# [INSTRUCTIONS FOR THE TASK]
In the records below, please retype word for word every line from the one containing "Target: woman's ear" through the final one, both included, and nothing else.

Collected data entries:
********

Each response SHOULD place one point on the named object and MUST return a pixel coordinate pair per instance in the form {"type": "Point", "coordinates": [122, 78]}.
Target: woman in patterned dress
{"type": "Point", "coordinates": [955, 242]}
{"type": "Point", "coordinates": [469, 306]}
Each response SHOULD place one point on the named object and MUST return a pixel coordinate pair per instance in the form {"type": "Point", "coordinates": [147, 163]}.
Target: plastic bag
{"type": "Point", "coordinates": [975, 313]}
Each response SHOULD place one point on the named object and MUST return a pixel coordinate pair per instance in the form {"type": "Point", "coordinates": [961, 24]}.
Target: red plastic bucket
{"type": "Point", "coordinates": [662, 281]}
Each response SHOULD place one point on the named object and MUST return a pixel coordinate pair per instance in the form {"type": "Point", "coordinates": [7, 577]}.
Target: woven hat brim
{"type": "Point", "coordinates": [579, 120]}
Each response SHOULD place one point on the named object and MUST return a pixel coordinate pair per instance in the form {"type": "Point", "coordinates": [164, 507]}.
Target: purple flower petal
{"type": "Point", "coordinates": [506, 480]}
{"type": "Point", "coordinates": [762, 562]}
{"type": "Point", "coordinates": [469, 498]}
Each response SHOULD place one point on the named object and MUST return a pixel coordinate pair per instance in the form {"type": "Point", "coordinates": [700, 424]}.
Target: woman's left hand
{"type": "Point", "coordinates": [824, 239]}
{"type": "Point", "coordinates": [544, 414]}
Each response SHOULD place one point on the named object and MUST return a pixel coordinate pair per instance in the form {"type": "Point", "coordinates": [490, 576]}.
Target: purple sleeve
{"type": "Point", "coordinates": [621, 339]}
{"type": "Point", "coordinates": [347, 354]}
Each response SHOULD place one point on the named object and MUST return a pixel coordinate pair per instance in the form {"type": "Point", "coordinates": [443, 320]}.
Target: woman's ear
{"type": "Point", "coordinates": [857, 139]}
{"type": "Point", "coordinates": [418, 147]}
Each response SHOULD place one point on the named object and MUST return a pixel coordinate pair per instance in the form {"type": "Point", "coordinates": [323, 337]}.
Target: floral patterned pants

********

# [RESULT]
Target: woman's ear
{"type": "Point", "coordinates": [857, 139]}
{"type": "Point", "coordinates": [418, 147]}
Each response SHOULD place one point on the named object and MUST return a pixel coordinate pair per instance in the form {"type": "Point", "coordinates": [323, 337]}.
Target: floral patterned pants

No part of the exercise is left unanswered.